:: How to complete this task ::
Write the data out again so that it matches word for word.

:: Task input ::
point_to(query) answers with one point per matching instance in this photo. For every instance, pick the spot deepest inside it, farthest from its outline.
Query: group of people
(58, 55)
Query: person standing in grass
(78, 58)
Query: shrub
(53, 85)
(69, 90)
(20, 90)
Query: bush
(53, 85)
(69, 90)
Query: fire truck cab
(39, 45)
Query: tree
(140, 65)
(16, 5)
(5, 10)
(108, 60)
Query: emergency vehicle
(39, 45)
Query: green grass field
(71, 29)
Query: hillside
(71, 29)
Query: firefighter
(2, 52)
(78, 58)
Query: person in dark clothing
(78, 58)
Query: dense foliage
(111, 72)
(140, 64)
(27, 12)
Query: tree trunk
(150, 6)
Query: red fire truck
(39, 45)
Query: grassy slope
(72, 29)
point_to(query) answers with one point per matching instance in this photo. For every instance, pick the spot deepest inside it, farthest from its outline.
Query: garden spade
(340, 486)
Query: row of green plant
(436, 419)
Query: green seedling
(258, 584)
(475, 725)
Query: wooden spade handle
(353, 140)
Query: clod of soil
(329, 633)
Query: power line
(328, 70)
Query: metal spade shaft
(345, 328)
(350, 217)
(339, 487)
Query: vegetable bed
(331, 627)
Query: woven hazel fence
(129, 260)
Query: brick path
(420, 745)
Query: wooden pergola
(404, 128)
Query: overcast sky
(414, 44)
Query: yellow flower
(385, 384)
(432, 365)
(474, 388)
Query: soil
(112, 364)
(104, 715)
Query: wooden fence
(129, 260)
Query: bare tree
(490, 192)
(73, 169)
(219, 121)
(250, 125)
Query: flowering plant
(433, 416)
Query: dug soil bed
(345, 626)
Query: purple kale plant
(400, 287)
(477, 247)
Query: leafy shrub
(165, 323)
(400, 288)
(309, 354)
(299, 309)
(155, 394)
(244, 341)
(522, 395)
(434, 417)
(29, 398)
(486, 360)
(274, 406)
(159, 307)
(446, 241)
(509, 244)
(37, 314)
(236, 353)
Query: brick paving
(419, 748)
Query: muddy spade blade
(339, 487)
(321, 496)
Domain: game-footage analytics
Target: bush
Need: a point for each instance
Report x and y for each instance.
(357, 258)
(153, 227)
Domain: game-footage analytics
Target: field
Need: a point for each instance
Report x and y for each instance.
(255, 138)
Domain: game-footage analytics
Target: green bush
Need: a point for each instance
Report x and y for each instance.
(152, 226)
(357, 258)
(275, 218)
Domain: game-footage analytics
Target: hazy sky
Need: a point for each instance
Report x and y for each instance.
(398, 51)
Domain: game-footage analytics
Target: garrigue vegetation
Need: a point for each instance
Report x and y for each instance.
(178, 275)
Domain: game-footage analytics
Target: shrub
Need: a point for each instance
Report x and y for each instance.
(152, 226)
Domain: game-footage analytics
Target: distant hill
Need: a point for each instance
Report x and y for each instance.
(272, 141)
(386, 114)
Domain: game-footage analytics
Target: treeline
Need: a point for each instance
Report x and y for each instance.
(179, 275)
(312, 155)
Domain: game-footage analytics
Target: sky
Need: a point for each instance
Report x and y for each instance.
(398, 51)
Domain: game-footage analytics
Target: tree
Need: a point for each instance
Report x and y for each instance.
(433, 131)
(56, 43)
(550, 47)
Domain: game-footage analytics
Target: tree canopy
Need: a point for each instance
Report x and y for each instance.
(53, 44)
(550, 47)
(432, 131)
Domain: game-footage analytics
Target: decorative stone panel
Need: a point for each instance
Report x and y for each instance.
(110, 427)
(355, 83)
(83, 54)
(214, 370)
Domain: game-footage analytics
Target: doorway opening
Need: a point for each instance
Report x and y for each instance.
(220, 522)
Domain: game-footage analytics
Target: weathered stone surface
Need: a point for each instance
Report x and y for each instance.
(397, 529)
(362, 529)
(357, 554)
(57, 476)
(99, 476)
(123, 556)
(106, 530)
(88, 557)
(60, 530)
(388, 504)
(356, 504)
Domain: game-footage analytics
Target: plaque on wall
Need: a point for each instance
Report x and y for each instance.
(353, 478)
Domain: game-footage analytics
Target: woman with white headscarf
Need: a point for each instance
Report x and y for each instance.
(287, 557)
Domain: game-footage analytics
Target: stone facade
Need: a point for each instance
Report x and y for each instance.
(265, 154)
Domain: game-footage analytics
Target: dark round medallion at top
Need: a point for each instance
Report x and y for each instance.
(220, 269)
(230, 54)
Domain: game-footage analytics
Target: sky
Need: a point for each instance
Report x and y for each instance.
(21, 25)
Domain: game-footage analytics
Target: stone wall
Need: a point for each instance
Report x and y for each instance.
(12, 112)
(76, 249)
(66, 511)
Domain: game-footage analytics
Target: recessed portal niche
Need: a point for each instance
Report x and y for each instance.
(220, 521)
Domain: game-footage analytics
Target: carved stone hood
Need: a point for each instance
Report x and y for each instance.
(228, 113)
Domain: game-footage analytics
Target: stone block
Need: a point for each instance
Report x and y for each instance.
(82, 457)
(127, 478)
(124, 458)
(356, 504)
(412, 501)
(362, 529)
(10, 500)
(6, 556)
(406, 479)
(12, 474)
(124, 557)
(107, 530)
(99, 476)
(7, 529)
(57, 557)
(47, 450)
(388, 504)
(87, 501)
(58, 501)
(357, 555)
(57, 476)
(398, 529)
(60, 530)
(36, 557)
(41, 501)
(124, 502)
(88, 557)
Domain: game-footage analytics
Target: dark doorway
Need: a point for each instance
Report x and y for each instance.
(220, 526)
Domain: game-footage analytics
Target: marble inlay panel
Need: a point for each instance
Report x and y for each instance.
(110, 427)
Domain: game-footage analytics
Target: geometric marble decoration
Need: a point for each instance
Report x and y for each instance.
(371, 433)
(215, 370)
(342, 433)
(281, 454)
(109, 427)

:: Completed task ::
point_to(query) answers with one point per matching instance in this photo. For every instance, pick the spot deepest inside it, farthest from its outline.
Query: group of people
(58, 55)
Query: person standing in grass
(78, 58)
Query: shrub
(53, 85)
(69, 90)
(20, 90)
Query: bush
(53, 85)
(69, 90)
Query: fire truck cab
(39, 45)
Query: tree
(140, 65)
(16, 5)
(5, 10)
(108, 60)
Query: emergency vehicle
(39, 45)
Query: green grass field
(71, 29)
Query: hillside
(71, 29)
Query: firefighter
(2, 52)
(78, 58)
Query: person in dark clothing
(78, 58)
Query: dense foliage
(111, 72)
(140, 64)
(27, 12)
Query: tree trunk
(150, 6)
Query: red fire truck
(39, 45)
Query: grassy slope
(72, 29)
point_to(query) answers with one point per matching instance in this photo. For every instance, pick the spot deepest inside it, farthest from its outline.
Query: garden spade
(340, 486)
Query: row of green plant
(436, 419)
Query: green seedling
(258, 584)
(475, 725)
Query: wooden spade handle
(353, 140)
Query: clod of soil
(329, 633)
Query: power line
(328, 70)
Query: metal spade shaft
(345, 328)
(350, 217)
(339, 487)
Query: vegetable bed
(331, 627)
Query: woven hazel fence
(129, 260)
Query: brick path
(420, 745)
Query: wooden pergola
(404, 128)
Query: overcast sky
(414, 44)
Query: yellow flower
(385, 384)
(432, 365)
(474, 388)
Query: soil
(112, 364)
(104, 715)
Query: wooden fence
(129, 260)
Query: bare tree
(490, 192)
(73, 169)
(219, 121)
(250, 125)
Query: flowering plant
(433, 416)
Query: dug soil bed
(345, 626)
Query: purple kale plant
(400, 287)
(477, 247)
Query: leafy shrub
(165, 323)
(400, 288)
(309, 354)
(299, 309)
(155, 394)
(244, 341)
(522, 395)
(434, 417)
(29, 398)
(486, 360)
(274, 406)
(159, 307)
(446, 241)
(509, 244)
(37, 314)
(236, 353)
Query: brick paving
(419, 748)
Query: muddy spade blade
(339, 487)
(321, 496)
Domain: game-footage analytics
Target: bush
Need: a point for each instance
Report x and y for each instance.
(357, 258)
(153, 227)
Domain: game-footage analytics
Target: field
Need: a point for each instance
Report x and y for each instance.
(255, 138)
Domain: game-footage analytics
Target: green bush
Need: a point for each instance
Report x and y for each instance.
(152, 226)
(357, 258)
(275, 218)
Domain: game-footage analytics
Target: hazy sky
Need: a point for each instance
Report x and y for each instance.
(398, 51)
Domain: game-footage analytics
Target: garrigue vegetation
Need: a point for each instance
Report x and y for each instance.
(178, 275)
Domain: game-footage analytics
Target: shrub
Need: a point for each instance
Report x and y for each instance.
(152, 226)
Domain: game-footage analytics
Target: distant hill
Need: a point for each instance
Report x and y for each instance.
(272, 141)
(386, 114)
Domain: game-footage analytics
Target: treeline
Need: a point for each instance
Report x and y for each instance.
(179, 275)
(312, 155)
Domain: game-footage analytics
Target: sky
Need: a point for each instance
Report x and y for each instance.
(398, 51)
Domain: game-footage analytics
Target: tree
Need: a point for each instance
Report x and y for each instance.
(433, 131)
(56, 43)
(550, 47)
Domain: game-footage analytics
Target: tree canopy
Need: a point for each instance
Report x and y for each instance.
(53, 44)
(550, 47)
(432, 131)
Domain: game-footage analytics
Target: decorative stone panel
Need: a point for each instance
Report x and y for each instance.
(110, 427)
(355, 83)
(83, 54)
(214, 370)
Domain: game-footage analytics
Target: doorway opening
Need: a point for each instance
Report x and y for each instance.
(220, 522)
Domain: game-footage analytics
Target: weathered stone surface
Need: a point for each instance
Report x and y for each instance.
(397, 529)
(362, 529)
(357, 554)
(57, 476)
(99, 476)
(123, 556)
(106, 530)
(88, 557)
(60, 530)
(388, 504)
(356, 504)
Domain: game-footage analytics
Target: plaque on wall
Need: a point for each instance
Report x and y for each instance.
(353, 478)
Domain: game-footage analytics
Target: woman with white headscarf
Need: a point for each instance
Report x and y for each instance.
(287, 557)
Domain: game-footage analytics
Target: stone facade
Need: a point for each instance
Report x and y for each instance.
(265, 154)
Domain: game-footage analytics
Target: dark round medallion at top
Need: a point for each instance
Report x and y for each instance.
(220, 269)
(230, 54)
Domain: game-footage analytics
Target: sky
Need: a point for each instance
Report x and y for each instance.
(21, 25)
Domain: game-footage analytics
Target: stone wall
Need: a point for each instance
Report x and y for each instance.
(12, 112)
(76, 249)
(66, 511)
Domain: game-footage analytics
Target: recessed portal niche
Need: a point for each instance
Report x and y for each instance.
(220, 521)
Domain: game-footage analytics
Target: carved stone hood
Need: a point for each instance
Report x and y for each instance.
(228, 113)
Domain: game-footage analytics
Target: stone block
Need: a point for each instance
Report x and y for each instance.
(82, 457)
(127, 478)
(124, 458)
(356, 504)
(412, 501)
(362, 529)
(10, 500)
(6, 556)
(406, 479)
(12, 474)
(124, 557)
(107, 530)
(99, 476)
(7, 529)
(57, 557)
(47, 450)
(388, 504)
(87, 501)
(58, 501)
(357, 555)
(57, 476)
(398, 529)
(60, 530)
(36, 557)
(41, 501)
(124, 502)
(88, 557)
Domain: game-footage analytics
Target: dark doorway
Need: a point for each instance
Report x and y for each instance.
(220, 526)
Domain: game-footage analytics
Target: marble inlay panel
Need: a point for each instance
Report x and y for each instance.
(110, 427)
Domain: game-footage analytics
Target: geometric marble decoration
Need: a point for each instance
Report x and y for each instance.
(371, 433)
(215, 370)
(342, 433)
(281, 454)
(109, 427)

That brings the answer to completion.